To do:
Edit the forum thread by rewriting the part between "San Miguel de" and "see any Expats.", inclusive, with "Guanajuato" changed to "Querétaro".

Passage to read:

#####

Welcome and good luck.


----------



## AlanMexicali (Jun 1, 2011)

AMRangel said:


> Hello all! I am new to the forum and look forward to some helpful responses ? My husband and I are considering moving to Mexico. My husband is from Morelia and I love central Mexico! We would both love a city/ town with a strong expat community. San Miguel, Patzcuaro, and Morelia are high on the list and I would love some help with deciding a better fit for us. We both love the old colonial cities. We are both active, social, and love the outdoors. Thank so much!


"... a strong Expat community." I´ve only been to some places that I even noticed more that zero Expats while there.

Here is my list where Expats are because of seeing at least 12 or more per day:

San Miguel de Allende
Puerto Vallarta
Lake Chapala, Jalisco
Guanajuato
Playa del Carmen
Cancun
Baja California
Merida
Mazatlán
Pátzcuaro

I was in Moreila for several nights 2X and didn´t see any Expats.


----------



## TundraGreen (Jul 15, 2010)

AlanMexicali said:


> "... a strong Expat community." I´ve only been to some places that I even noticed more that zero Expats while there.
> 
> Here is my list where Expats are because of seeing at least 12 or more per day:
> 
> ...


Most of the small beach towns on the west coast have expat communities. While the numbers may not be large in an absolute sense, the towns are small and the expats stand out. I am thinking of places like Barra de Navidad, La Manzanilla, Melaque, Chacala, maybe Bucerias and Sayulita, but these last two are really part of the extended Puerto Vallarta area.


----------



## circle110 (Jul 20, 2009)

AlanMexicali said:


> "... a strong Expat community." I´ve only been to some places that I even noticed more that zero Expats while there.

#####

Data excerpts:

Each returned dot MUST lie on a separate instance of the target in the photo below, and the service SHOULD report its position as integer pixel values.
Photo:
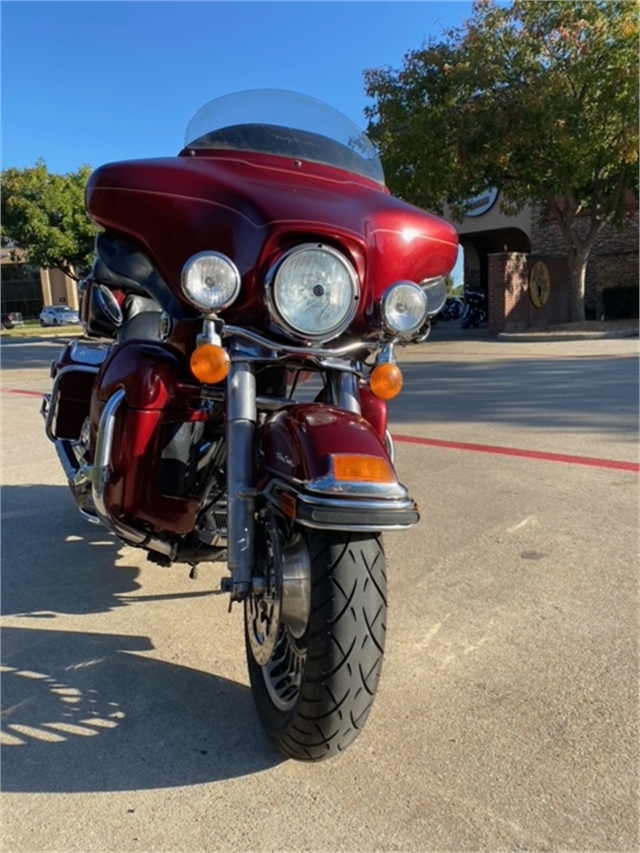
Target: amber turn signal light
(362, 469)
(385, 381)
(210, 363)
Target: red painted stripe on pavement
(523, 454)
(22, 393)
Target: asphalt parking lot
(507, 716)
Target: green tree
(539, 99)
(44, 214)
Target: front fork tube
(240, 440)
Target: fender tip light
(362, 469)
(210, 364)
(385, 381)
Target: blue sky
(91, 82)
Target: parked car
(58, 315)
(10, 319)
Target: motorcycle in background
(452, 309)
(267, 252)
(475, 310)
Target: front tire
(315, 693)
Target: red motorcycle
(228, 401)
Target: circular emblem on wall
(482, 202)
(539, 284)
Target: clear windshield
(285, 124)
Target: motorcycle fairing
(251, 207)
(296, 449)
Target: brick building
(502, 253)
(28, 289)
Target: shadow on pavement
(87, 712)
(53, 561)
(590, 394)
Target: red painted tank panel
(251, 206)
(158, 391)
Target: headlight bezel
(273, 300)
(211, 305)
(385, 308)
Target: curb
(541, 337)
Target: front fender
(299, 449)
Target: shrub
(620, 302)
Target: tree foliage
(539, 98)
(44, 214)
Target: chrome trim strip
(326, 352)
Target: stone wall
(613, 260)
(510, 306)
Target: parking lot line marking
(21, 393)
(540, 455)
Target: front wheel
(315, 641)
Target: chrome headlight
(312, 293)
(210, 281)
(403, 309)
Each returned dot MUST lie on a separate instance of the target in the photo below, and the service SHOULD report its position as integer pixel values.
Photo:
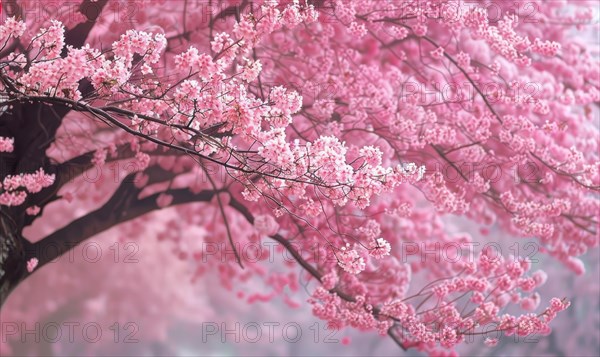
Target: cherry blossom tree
(353, 134)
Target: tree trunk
(13, 259)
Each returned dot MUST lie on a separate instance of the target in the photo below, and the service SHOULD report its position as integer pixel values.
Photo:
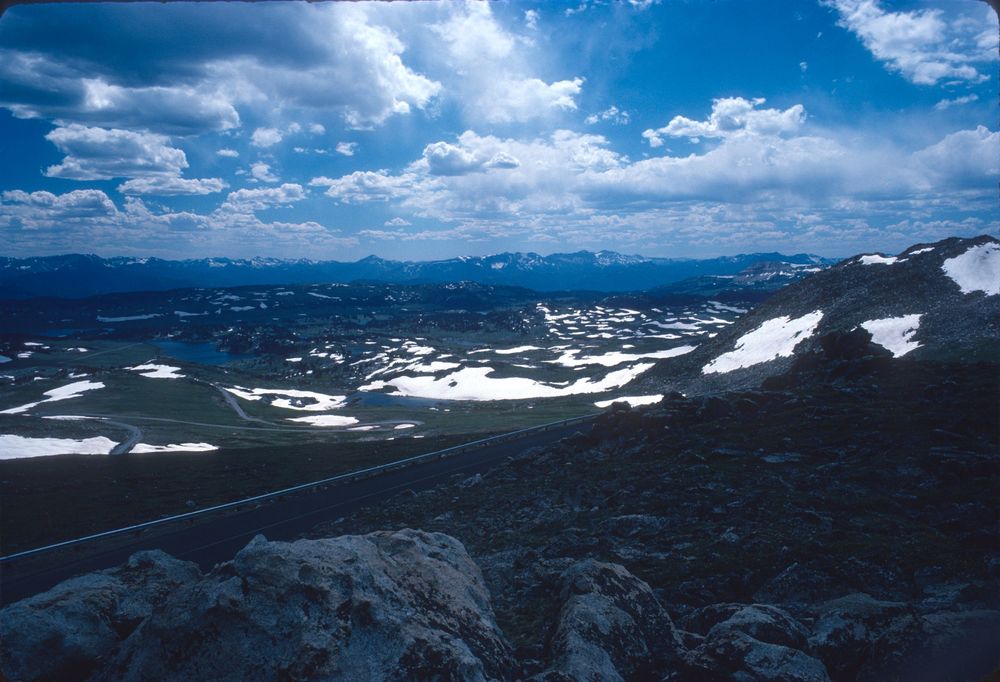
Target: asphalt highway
(217, 538)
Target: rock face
(388, 605)
(756, 641)
(611, 627)
(65, 633)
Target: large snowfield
(773, 339)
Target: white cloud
(266, 137)
(956, 102)
(495, 80)
(335, 57)
(363, 186)
(262, 171)
(447, 159)
(42, 222)
(732, 116)
(244, 200)
(172, 186)
(967, 158)
(101, 154)
(347, 148)
(612, 114)
(924, 46)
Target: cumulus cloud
(612, 114)
(42, 222)
(956, 102)
(967, 158)
(924, 46)
(243, 200)
(101, 154)
(266, 137)
(363, 186)
(447, 159)
(732, 116)
(172, 186)
(262, 171)
(346, 148)
(495, 80)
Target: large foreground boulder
(65, 633)
(388, 605)
(610, 627)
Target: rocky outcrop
(757, 641)
(610, 627)
(388, 605)
(67, 632)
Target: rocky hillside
(76, 276)
(932, 302)
(838, 524)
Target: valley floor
(875, 477)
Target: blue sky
(431, 130)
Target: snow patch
(773, 339)
(143, 448)
(325, 420)
(16, 447)
(895, 334)
(978, 269)
(101, 318)
(74, 390)
(287, 398)
(632, 400)
(474, 383)
(157, 371)
(876, 259)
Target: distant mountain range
(77, 276)
(938, 302)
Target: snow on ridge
(74, 390)
(978, 269)
(876, 259)
(474, 383)
(632, 400)
(16, 447)
(895, 334)
(612, 358)
(519, 349)
(774, 338)
(325, 420)
(143, 448)
(285, 395)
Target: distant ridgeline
(937, 302)
(76, 276)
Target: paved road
(213, 540)
(125, 447)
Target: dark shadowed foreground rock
(754, 642)
(388, 605)
(65, 633)
(610, 628)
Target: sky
(429, 130)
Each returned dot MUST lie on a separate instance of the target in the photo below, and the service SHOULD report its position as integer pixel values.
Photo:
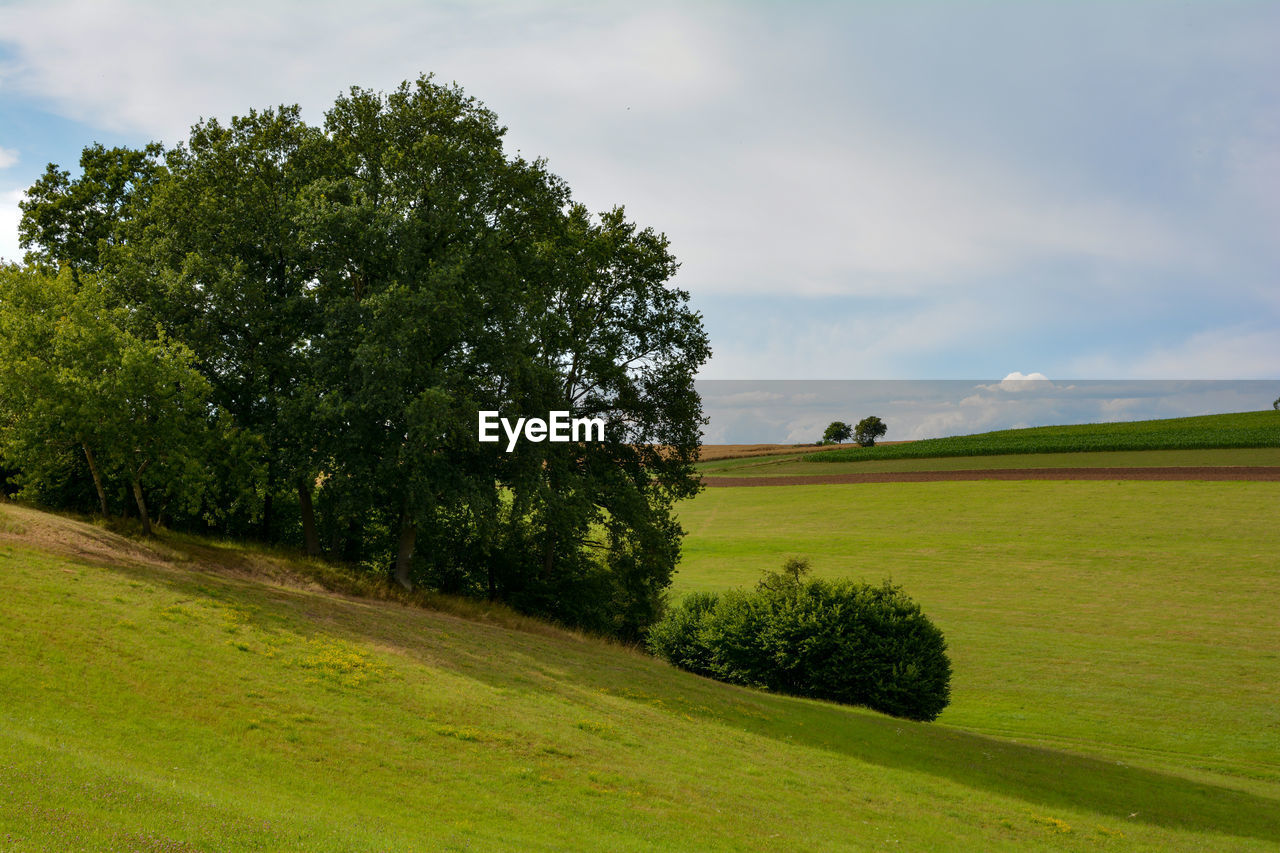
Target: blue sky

#####

The answer:
San Miguel de Allende
Puerto Vallarta
Lake Chapala, Jalisco
Querétaro
Playa del Carmen
Cancun
Baja California
Merida
Mazatlán
Pátzcuaro

I was in Moreila for several nights 2X and didn´t see any Expats.